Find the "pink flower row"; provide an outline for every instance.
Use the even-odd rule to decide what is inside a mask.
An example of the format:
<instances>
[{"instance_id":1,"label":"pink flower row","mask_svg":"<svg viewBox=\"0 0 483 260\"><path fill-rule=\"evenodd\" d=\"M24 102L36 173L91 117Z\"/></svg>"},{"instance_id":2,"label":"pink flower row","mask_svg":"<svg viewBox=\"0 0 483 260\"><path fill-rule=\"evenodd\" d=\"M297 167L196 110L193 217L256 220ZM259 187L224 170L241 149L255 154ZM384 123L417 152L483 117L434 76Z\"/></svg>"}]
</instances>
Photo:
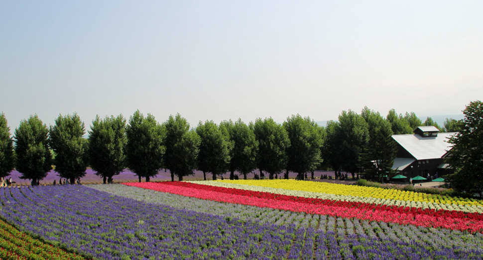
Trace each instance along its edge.
<instances>
[{"instance_id":1,"label":"pink flower row","mask_svg":"<svg viewBox=\"0 0 483 260\"><path fill-rule=\"evenodd\" d=\"M309 214L326 215L343 218L357 218L359 219L404 225L411 224L425 227L441 227L458 230L467 230L472 232L481 232L483 230L483 221L481 220L438 217L425 214L400 213L395 211L377 209L368 210L364 208L347 207L344 206L314 205L296 201L229 194L204 190L203 188L170 185L168 183L163 184L163 182L131 182L124 184L128 186L205 200L294 212L302 212Z\"/></svg>"}]
</instances>

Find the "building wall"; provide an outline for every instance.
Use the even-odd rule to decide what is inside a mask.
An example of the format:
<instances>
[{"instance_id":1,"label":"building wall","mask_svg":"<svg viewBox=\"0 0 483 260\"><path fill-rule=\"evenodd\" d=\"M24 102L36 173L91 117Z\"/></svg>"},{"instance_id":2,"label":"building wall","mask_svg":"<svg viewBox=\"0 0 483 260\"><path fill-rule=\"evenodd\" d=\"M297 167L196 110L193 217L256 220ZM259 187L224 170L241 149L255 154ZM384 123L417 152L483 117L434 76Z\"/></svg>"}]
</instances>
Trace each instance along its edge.
<instances>
[{"instance_id":1,"label":"building wall","mask_svg":"<svg viewBox=\"0 0 483 260\"><path fill-rule=\"evenodd\" d=\"M424 163L423 163L423 162ZM401 174L408 178L418 175L426 178L427 177L428 173L434 176L437 173L438 176L441 176L442 174L444 175L449 173L448 170L438 169L438 167L444 163L444 161L442 158L415 161L402 171Z\"/></svg>"}]
</instances>

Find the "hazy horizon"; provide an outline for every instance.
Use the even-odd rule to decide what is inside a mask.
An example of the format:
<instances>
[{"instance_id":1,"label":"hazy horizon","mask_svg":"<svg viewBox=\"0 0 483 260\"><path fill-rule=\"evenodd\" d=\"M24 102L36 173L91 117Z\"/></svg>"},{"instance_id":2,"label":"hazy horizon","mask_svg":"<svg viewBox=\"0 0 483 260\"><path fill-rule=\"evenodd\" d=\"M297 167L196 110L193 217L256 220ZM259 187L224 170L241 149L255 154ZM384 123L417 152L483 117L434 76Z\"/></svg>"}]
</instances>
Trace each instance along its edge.
<instances>
[{"instance_id":1,"label":"hazy horizon","mask_svg":"<svg viewBox=\"0 0 483 260\"><path fill-rule=\"evenodd\" d=\"M364 106L460 114L483 99L482 13L470 1L2 1L0 112L12 130L34 113L87 126L138 109L192 127Z\"/></svg>"}]
</instances>

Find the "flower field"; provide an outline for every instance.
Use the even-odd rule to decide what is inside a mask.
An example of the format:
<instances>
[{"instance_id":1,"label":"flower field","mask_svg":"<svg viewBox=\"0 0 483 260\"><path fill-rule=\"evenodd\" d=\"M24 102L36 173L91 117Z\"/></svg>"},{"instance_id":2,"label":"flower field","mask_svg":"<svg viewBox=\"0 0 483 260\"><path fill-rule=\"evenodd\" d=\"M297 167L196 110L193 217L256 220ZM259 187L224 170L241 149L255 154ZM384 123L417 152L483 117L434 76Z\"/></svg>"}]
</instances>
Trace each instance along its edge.
<instances>
[{"instance_id":1,"label":"flower field","mask_svg":"<svg viewBox=\"0 0 483 260\"><path fill-rule=\"evenodd\" d=\"M454 203L425 207L292 181L0 188L0 216L19 230L0 222L0 238L96 260L483 259L479 201L447 198ZM58 259L82 259L75 257Z\"/></svg>"},{"instance_id":2,"label":"flower field","mask_svg":"<svg viewBox=\"0 0 483 260\"><path fill-rule=\"evenodd\" d=\"M34 239L0 220L0 259L83 260L84 258Z\"/></svg>"}]
</instances>

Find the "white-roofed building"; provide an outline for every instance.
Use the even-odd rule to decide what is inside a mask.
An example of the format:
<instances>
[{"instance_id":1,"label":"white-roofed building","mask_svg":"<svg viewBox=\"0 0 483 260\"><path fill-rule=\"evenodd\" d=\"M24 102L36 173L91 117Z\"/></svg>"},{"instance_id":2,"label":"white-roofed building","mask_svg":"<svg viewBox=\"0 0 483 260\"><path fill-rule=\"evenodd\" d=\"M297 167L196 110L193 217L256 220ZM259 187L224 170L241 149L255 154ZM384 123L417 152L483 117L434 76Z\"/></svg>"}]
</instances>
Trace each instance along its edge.
<instances>
[{"instance_id":1,"label":"white-roofed building","mask_svg":"<svg viewBox=\"0 0 483 260\"><path fill-rule=\"evenodd\" d=\"M412 135L394 135L397 155L393 170L407 177L427 177L428 173L439 176L448 173L443 156L451 150L448 138L456 133L439 133L434 126L420 126Z\"/></svg>"}]
</instances>

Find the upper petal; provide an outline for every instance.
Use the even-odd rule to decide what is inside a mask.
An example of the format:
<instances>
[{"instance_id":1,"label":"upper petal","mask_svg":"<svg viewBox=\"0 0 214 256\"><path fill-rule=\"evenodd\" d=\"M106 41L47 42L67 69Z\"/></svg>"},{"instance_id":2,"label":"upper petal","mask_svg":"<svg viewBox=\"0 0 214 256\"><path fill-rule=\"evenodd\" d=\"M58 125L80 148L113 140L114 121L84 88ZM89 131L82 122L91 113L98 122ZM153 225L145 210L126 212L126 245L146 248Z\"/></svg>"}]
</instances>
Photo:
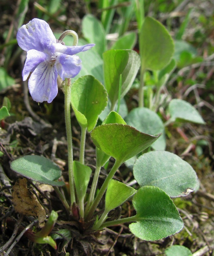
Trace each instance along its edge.
<instances>
[{"instance_id":1,"label":"upper petal","mask_svg":"<svg viewBox=\"0 0 214 256\"><path fill-rule=\"evenodd\" d=\"M43 62L39 64L31 74L28 82L30 93L37 102L51 102L58 92L56 65Z\"/></svg>"},{"instance_id":2,"label":"upper petal","mask_svg":"<svg viewBox=\"0 0 214 256\"><path fill-rule=\"evenodd\" d=\"M28 51L22 71L23 81L25 81L30 72L33 72L40 63L44 61L47 58L47 55L41 52L34 50Z\"/></svg>"},{"instance_id":3,"label":"upper petal","mask_svg":"<svg viewBox=\"0 0 214 256\"><path fill-rule=\"evenodd\" d=\"M56 60L57 71L63 80L74 77L81 69L82 62L76 55L61 53L56 56Z\"/></svg>"},{"instance_id":4,"label":"upper petal","mask_svg":"<svg viewBox=\"0 0 214 256\"><path fill-rule=\"evenodd\" d=\"M56 44L56 51L68 55L73 55L80 52L88 51L95 45L91 44L81 46L66 46L58 43Z\"/></svg>"},{"instance_id":5,"label":"upper petal","mask_svg":"<svg viewBox=\"0 0 214 256\"><path fill-rule=\"evenodd\" d=\"M16 38L18 44L24 51L34 49L40 52L54 53L57 40L48 23L34 19L19 29Z\"/></svg>"}]
</instances>

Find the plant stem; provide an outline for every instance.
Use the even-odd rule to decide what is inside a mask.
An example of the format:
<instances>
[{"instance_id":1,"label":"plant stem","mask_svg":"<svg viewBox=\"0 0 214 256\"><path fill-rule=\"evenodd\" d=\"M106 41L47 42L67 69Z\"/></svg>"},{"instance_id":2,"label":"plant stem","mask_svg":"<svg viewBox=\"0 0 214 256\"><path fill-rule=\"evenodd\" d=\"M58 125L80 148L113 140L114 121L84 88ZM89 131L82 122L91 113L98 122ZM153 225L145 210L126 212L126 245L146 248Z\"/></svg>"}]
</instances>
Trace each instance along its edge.
<instances>
[{"instance_id":1,"label":"plant stem","mask_svg":"<svg viewBox=\"0 0 214 256\"><path fill-rule=\"evenodd\" d=\"M96 192L96 188L97 184L97 181L98 181L99 175L100 174L101 169L101 166L98 166L97 164L94 173L94 178L93 178L93 181L91 185L90 194L89 194L89 197L87 203L86 208L86 213L87 214L88 213L88 212L89 207L91 206L94 200L94 196Z\"/></svg>"},{"instance_id":2,"label":"plant stem","mask_svg":"<svg viewBox=\"0 0 214 256\"><path fill-rule=\"evenodd\" d=\"M145 70L144 69L141 68L141 74L140 76L140 87L139 88L139 102L138 106L140 108L142 108L144 106L144 76Z\"/></svg>"},{"instance_id":3,"label":"plant stem","mask_svg":"<svg viewBox=\"0 0 214 256\"><path fill-rule=\"evenodd\" d=\"M103 196L104 194L104 193L108 187L109 181L112 179L117 170L121 164L122 162L121 161L119 161L118 160L116 160L115 161L114 166L112 167L111 170L109 173L109 175L107 176L101 187L100 190L94 201L94 203L90 207L88 214L86 217L86 220L89 220L91 219L95 211L100 202L100 201Z\"/></svg>"},{"instance_id":4,"label":"plant stem","mask_svg":"<svg viewBox=\"0 0 214 256\"><path fill-rule=\"evenodd\" d=\"M65 78L65 115L68 143L68 176L71 194L71 205L76 202L74 180L73 172L73 148L71 120L71 85L70 78Z\"/></svg>"},{"instance_id":5,"label":"plant stem","mask_svg":"<svg viewBox=\"0 0 214 256\"><path fill-rule=\"evenodd\" d=\"M80 139L80 162L84 164L84 156L85 154L85 145L86 142L86 136L87 127L81 126L81 137Z\"/></svg>"},{"instance_id":6,"label":"plant stem","mask_svg":"<svg viewBox=\"0 0 214 256\"><path fill-rule=\"evenodd\" d=\"M84 198L81 198L79 202L80 215L83 218L84 218Z\"/></svg>"},{"instance_id":7,"label":"plant stem","mask_svg":"<svg viewBox=\"0 0 214 256\"><path fill-rule=\"evenodd\" d=\"M104 211L104 212L101 215L99 220L97 222L96 222L95 224L93 226L92 228L93 229L97 230L102 225L103 223L106 220L108 213L108 212L106 212L105 210Z\"/></svg>"},{"instance_id":8,"label":"plant stem","mask_svg":"<svg viewBox=\"0 0 214 256\"><path fill-rule=\"evenodd\" d=\"M66 199L63 196L63 195L62 194L59 188L57 187L54 186L53 187L53 188L56 193L57 194L57 195L61 200L62 203L65 208L66 209L68 213L69 214L70 214L71 212L71 209L70 209L70 207L66 201Z\"/></svg>"},{"instance_id":9,"label":"plant stem","mask_svg":"<svg viewBox=\"0 0 214 256\"><path fill-rule=\"evenodd\" d=\"M135 215L134 216L132 216L131 217L127 217L127 218L115 220L112 220L111 221L106 221L104 222L98 228L100 229L102 229L105 227L112 226L114 225L121 224L122 223L125 223L126 222L136 221L137 220L136 216L137 215Z\"/></svg>"}]
</instances>

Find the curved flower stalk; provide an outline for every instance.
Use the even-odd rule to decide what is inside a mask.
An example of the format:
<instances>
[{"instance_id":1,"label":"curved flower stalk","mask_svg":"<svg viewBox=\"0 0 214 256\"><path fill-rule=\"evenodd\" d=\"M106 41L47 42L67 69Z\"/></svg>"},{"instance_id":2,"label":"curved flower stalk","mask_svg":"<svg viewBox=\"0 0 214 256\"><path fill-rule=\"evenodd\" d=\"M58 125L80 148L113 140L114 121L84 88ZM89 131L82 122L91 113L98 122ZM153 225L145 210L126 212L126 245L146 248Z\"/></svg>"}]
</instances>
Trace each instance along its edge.
<instances>
[{"instance_id":1,"label":"curved flower stalk","mask_svg":"<svg viewBox=\"0 0 214 256\"><path fill-rule=\"evenodd\" d=\"M95 45L68 46L55 38L48 23L34 19L19 29L18 44L27 52L22 71L26 81L31 72L28 86L34 100L50 103L58 92L58 74L64 80L76 76L81 69L81 60L74 54L89 50Z\"/></svg>"}]
</instances>

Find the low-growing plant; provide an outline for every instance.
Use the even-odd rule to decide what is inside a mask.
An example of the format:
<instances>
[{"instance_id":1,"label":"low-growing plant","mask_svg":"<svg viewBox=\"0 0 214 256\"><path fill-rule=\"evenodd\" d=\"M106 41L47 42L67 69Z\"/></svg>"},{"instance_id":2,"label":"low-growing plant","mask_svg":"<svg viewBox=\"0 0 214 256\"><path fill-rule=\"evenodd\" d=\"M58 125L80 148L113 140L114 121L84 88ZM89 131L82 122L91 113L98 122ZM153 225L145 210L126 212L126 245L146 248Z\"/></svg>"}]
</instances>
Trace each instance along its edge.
☆ ☆ ☆ ☆
THE TASK:
Repeat the line containing "Find the low-growing" and all subsequent lines through the final line of the data, exactly and with no others.

SOLUTION TO THE PROBLEM:
Find the low-growing plant; provide an outline for every instance.
Use the even-odd rule to decide what is inside a mask.
An example of the format:
<instances>
[{"instance_id":1,"label":"low-growing plant","mask_svg":"<svg viewBox=\"0 0 214 256\"><path fill-rule=\"evenodd\" d=\"M106 41L47 42L67 69Z\"/></svg>"},{"instance_id":2,"label":"low-growing plant","mask_svg":"<svg viewBox=\"0 0 214 256\"><path fill-rule=\"evenodd\" d=\"M58 125L80 148L113 140L114 121L84 88ZM89 131L82 122L91 113L98 122ZM153 225L145 210L126 212L126 245L146 248Z\"/></svg>"}]
</instances>
Trace each instance along its edge.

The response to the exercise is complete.